GOAL » According to the author information and reviews below, at which university does Charles W. Mills hold the post of Distinguished Professor of Philosophy?

EXTRACTED TEXT »

-------

Author / Editor information
Charles W. Mills is Distinguished Professor of Philosophy at the University of Illinois, Chicago. He is the author of The Racial Contract, also from Cornell, and From Class to Race: Essays in White Marxism and Black Radicalism.
Reviews
The effort to make the reality of racism and black life visible is achieved— with a great deal of thought-provoking ideas.
According to Mills... racism is not an aberration of an otherwise nearly ideal American democratic political system but is part of the political fabric, inherited from European imperialists. Mills examines emergent critical race theory and its movement beyond the political and sociological arena to the venerable territory of philosophy. Copiously researched and footnoted, it is an outstanding work that addresses one of the many racial issues of our times.
A collection of eight engagingly written, erudite essays.... There are two major themes here: the first concerns the philosophical professoriate, which is predominately—and, the author contends, dominatingly—white; the second is whether or not race moderates philosophical consciousness. These are deep questions, and in dealing with them, Mills address a broad spectrum of issues: black-Jewish relations, gender (the progress of women vs. blacks), white supremacy, racism, genocide, jurisprudence, and much more. The thought of philosophers and others from ancient times to the present is given incisive analyses, as are epistemological, metaphysical, ethical, political, sociological, and literary considerations. The subject of this book is long overdue for airing. Highly recommended for a variety of pertinent academic and larger public library collections.

-------

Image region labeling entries
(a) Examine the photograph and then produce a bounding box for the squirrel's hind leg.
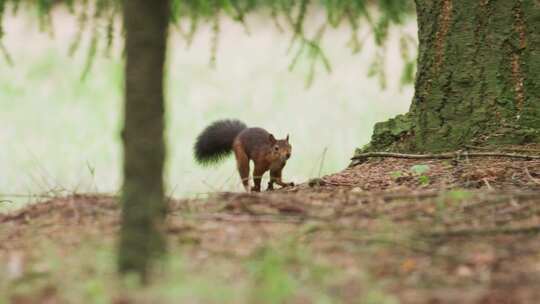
[268,168,294,190]
[233,145,251,192]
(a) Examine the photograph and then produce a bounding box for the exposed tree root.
[351,151,540,166]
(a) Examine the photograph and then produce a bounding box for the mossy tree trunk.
[118,0,170,278]
[368,0,540,152]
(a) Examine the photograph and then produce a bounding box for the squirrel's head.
[269,134,292,162]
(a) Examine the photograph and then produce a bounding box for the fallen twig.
[465,145,540,153]
[421,226,540,238]
[351,152,540,160]
[525,167,540,185]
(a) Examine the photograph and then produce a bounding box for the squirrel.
[194,119,294,192]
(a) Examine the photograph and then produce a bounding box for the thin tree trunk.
[118,0,170,278]
[369,0,540,152]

-------

WRITTEN RESPONSE » The University of Illinois, Chicago.